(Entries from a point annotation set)
>> BEGIN

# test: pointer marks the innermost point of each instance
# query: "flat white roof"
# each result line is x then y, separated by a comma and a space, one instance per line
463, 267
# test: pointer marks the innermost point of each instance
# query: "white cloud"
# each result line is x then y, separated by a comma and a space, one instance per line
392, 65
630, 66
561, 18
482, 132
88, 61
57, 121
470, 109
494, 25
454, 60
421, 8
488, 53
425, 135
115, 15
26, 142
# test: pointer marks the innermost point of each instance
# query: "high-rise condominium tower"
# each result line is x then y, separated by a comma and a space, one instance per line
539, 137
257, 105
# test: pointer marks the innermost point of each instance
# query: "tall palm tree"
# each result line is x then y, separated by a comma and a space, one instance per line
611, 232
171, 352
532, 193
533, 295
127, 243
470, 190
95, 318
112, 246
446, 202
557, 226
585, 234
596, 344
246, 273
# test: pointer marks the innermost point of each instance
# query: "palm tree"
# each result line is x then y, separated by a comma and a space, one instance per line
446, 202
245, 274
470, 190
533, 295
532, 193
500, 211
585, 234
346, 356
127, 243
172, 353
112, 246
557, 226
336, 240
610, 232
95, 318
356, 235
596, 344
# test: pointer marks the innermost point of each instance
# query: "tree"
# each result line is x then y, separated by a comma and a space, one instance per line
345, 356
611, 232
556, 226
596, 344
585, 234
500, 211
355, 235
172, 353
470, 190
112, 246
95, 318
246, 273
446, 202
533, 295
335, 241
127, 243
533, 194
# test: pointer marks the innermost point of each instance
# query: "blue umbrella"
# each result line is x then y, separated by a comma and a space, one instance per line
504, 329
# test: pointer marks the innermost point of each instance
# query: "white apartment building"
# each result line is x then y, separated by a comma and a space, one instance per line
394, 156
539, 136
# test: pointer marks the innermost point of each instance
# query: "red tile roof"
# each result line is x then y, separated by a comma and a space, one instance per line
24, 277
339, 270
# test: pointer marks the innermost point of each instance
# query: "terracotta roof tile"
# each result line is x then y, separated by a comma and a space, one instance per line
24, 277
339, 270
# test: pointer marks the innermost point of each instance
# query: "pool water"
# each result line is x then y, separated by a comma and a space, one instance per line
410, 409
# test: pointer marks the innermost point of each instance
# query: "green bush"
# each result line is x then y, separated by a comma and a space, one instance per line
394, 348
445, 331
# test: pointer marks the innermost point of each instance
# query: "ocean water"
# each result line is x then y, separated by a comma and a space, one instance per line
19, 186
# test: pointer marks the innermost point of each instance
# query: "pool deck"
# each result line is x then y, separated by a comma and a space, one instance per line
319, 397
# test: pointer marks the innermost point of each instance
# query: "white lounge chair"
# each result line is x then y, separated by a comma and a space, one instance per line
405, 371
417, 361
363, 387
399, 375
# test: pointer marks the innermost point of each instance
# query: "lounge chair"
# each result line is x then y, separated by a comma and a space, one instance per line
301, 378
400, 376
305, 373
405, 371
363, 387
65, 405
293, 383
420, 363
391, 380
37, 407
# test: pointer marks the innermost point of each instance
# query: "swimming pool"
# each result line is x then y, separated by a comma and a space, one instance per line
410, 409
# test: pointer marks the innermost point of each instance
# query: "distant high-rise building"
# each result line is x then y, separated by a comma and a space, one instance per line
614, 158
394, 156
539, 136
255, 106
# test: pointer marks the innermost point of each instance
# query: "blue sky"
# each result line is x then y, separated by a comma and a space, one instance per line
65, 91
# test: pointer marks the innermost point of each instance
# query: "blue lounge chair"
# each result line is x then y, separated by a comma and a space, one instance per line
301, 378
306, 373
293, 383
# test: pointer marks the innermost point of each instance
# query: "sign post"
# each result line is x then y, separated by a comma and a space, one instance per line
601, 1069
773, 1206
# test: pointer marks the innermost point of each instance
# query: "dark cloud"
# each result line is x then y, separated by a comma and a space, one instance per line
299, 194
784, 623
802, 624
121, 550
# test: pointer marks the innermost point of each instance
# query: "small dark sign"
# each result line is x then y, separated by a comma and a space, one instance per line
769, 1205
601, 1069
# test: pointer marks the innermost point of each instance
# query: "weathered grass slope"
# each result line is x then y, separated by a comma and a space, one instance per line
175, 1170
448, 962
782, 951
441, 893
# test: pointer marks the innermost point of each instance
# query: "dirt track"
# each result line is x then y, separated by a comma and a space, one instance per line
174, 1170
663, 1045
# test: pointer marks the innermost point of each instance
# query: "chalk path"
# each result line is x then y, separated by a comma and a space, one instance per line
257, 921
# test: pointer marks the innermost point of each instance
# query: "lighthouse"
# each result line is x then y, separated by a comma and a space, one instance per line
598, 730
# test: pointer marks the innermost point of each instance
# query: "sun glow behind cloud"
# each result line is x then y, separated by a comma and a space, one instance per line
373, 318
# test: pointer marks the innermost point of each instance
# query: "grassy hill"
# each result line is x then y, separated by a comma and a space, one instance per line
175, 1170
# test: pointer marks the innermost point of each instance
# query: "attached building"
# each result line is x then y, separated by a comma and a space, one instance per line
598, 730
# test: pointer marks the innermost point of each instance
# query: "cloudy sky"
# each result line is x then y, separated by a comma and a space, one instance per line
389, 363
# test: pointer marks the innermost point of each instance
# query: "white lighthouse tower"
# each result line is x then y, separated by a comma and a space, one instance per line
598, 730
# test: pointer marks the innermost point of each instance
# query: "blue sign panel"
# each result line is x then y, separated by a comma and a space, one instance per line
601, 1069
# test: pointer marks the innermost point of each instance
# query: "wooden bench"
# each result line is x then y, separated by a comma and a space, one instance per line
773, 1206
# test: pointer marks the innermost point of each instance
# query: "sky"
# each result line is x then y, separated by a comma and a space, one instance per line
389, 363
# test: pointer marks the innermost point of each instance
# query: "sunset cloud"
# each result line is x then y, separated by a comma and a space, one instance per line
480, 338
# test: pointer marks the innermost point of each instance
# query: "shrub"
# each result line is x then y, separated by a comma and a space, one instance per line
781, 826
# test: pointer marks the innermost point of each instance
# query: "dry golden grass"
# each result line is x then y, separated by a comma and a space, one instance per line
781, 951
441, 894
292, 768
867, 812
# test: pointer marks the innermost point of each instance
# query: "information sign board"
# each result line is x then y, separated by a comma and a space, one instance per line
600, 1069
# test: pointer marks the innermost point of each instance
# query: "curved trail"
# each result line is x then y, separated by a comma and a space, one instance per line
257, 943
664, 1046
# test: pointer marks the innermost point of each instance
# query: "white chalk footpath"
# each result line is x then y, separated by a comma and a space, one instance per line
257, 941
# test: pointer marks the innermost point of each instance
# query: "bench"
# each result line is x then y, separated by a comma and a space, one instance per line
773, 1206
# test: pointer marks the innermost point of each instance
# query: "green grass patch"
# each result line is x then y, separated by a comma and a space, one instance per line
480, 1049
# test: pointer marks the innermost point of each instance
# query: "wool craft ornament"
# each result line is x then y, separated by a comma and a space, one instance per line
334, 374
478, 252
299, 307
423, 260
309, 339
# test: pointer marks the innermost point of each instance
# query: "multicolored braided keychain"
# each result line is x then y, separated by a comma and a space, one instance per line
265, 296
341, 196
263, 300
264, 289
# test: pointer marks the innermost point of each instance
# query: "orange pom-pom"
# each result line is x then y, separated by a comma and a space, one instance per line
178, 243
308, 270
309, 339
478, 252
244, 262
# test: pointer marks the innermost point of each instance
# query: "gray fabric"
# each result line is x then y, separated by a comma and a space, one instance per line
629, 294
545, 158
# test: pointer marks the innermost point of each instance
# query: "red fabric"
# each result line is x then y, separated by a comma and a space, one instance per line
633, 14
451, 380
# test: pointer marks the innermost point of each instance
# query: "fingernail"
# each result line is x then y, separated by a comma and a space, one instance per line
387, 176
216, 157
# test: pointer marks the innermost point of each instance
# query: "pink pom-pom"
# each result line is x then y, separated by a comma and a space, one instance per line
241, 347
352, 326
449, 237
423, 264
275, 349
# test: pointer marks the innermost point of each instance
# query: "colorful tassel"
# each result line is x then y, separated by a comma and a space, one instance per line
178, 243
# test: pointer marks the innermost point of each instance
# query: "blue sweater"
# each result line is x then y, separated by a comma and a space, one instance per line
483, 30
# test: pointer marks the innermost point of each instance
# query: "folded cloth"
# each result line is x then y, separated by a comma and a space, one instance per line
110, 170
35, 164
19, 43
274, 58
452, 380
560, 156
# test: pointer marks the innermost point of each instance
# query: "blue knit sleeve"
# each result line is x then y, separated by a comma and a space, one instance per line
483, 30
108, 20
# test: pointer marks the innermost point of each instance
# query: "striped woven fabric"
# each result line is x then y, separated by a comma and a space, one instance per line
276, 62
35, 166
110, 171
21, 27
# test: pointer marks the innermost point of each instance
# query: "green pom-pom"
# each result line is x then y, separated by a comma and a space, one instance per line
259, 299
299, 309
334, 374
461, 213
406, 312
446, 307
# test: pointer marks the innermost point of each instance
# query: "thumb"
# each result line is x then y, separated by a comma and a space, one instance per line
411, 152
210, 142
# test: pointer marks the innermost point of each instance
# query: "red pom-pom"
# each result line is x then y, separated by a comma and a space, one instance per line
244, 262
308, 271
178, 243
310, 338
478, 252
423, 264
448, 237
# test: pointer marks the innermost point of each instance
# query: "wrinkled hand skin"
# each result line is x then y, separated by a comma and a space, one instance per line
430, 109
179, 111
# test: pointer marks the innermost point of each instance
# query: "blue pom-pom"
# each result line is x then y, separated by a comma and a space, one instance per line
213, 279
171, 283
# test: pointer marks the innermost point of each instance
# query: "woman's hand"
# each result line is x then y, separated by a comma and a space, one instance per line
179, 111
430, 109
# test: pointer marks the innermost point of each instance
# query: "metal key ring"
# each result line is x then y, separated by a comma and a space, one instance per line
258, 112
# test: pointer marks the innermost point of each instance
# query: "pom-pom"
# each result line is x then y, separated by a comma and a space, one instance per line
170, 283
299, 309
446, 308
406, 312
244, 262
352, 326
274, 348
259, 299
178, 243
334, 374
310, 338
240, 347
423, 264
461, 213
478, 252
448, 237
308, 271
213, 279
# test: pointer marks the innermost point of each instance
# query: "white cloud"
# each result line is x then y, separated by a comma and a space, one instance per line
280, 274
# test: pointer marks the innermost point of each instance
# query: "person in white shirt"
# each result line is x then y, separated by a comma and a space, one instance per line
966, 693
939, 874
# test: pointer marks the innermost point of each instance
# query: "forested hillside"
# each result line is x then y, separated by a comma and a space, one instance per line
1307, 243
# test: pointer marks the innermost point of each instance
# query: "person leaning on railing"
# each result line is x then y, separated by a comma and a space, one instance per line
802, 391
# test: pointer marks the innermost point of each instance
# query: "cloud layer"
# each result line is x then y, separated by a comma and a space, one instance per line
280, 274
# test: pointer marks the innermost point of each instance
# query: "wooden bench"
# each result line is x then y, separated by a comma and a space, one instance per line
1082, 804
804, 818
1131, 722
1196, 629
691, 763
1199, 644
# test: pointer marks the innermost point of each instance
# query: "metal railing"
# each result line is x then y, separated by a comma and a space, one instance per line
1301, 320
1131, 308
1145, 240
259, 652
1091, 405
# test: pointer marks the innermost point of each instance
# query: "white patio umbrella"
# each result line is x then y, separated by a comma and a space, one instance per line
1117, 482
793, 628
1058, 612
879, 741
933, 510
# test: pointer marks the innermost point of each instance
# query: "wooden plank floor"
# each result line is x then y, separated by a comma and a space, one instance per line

>> END

■ **The problem**:
Please identify every line in the entries above that contains the word "green", and copy each of those lines.

■ **Final result**:
# query: "green bush"
# query: "green grass patch"
# query: "green pom-pom"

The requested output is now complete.